>> BEGIN

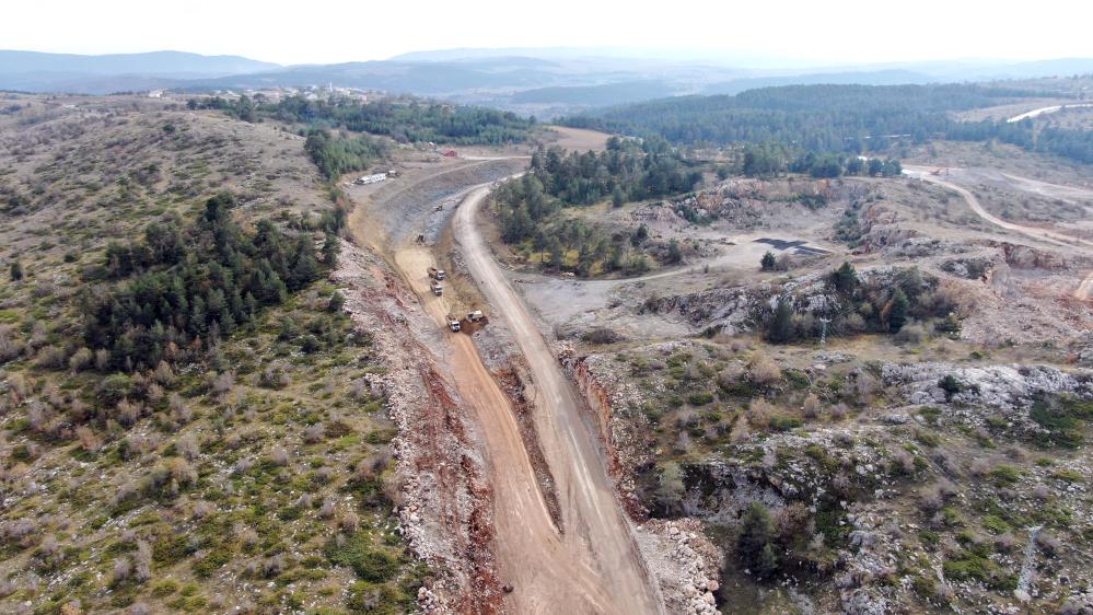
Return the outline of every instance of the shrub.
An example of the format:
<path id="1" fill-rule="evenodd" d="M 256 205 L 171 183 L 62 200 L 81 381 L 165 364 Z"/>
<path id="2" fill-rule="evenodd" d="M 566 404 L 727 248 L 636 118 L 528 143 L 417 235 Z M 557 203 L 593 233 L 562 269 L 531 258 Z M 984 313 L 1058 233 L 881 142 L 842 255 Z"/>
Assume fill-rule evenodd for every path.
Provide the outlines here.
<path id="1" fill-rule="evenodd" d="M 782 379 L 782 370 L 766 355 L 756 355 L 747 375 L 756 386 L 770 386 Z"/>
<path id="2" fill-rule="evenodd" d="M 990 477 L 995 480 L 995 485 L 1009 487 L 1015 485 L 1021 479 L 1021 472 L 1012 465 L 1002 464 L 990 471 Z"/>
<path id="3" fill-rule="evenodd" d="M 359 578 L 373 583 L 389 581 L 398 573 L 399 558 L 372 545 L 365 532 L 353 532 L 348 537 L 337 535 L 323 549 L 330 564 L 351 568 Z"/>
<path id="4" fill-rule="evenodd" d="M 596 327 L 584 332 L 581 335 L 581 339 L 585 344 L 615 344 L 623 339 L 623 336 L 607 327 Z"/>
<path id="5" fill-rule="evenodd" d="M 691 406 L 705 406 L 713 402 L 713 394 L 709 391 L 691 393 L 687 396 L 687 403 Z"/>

>> END

» **Task goal**
Please convert the lines above into a JSON list of strings, one string per line, skipping blank lines and leaving out any pictures.

» **Exercise solution**
[
  "Return the outline of every instance of the shrub.",
  "An example of the format:",
  "<path id=\"1\" fill-rule=\"evenodd\" d=\"M 256 205 L 171 183 L 62 200 L 81 381 L 165 364 Z\"/>",
  "<path id=\"2\" fill-rule=\"evenodd\" d=\"M 566 404 L 727 248 L 636 118 L 528 143 L 417 235 Z M 557 203 L 593 233 L 562 269 L 531 258 Z M 984 313 L 1058 233 L 881 142 L 842 255 Z\"/>",
  "Assume fill-rule evenodd for every path.",
  "Provide the outlines here.",
  "<path id=\"1\" fill-rule=\"evenodd\" d=\"M 782 379 L 782 370 L 766 355 L 756 355 L 747 375 L 756 386 L 770 386 Z\"/>",
  "<path id=\"2\" fill-rule=\"evenodd\" d=\"M 990 477 L 995 480 L 995 485 L 1009 487 L 1015 485 L 1021 479 L 1021 472 L 1012 465 L 1002 464 L 990 471 Z\"/>",
  "<path id=\"3\" fill-rule=\"evenodd\" d=\"M 359 578 L 373 583 L 389 581 L 398 573 L 399 558 L 372 545 L 365 532 L 353 532 L 348 537 L 337 535 L 323 549 L 330 564 L 351 568 Z\"/>",
  "<path id=\"4\" fill-rule=\"evenodd\" d=\"M 596 327 L 584 332 L 581 335 L 581 339 L 585 344 L 615 344 L 623 339 L 623 336 L 607 327 Z\"/>",
  "<path id=\"5\" fill-rule=\"evenodd\" d=\"M 691 406 L 705 406 L 713 402 L 713 394 L 709 391 L 691 393 L 687 396 L 687 403 Z\"/>"
]